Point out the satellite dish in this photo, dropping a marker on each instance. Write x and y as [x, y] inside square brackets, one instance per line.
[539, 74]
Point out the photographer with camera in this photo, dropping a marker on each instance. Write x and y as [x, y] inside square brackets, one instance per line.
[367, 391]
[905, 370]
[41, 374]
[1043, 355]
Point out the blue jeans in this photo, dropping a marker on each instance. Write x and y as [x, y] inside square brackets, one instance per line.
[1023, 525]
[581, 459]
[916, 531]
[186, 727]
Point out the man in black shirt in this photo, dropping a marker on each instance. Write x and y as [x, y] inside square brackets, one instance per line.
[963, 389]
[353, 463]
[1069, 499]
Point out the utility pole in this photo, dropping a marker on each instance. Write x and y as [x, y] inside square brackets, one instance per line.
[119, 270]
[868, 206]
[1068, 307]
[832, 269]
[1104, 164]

ABOUT THIS EXERCISE: The lines from the one holding "Point out the utility" to the end of the entries are to be repeated exactly, with both ends included and nothing else.

SOLUTION TO THIS TASK:
Point out the utility pole in this photo, dropping a marker on each instance. Write x and y as [x, y] inside square brackets, one instance per line.
[119, 270]
[868, 206]
[1068, 307]
[832, 269]
[1104, 164]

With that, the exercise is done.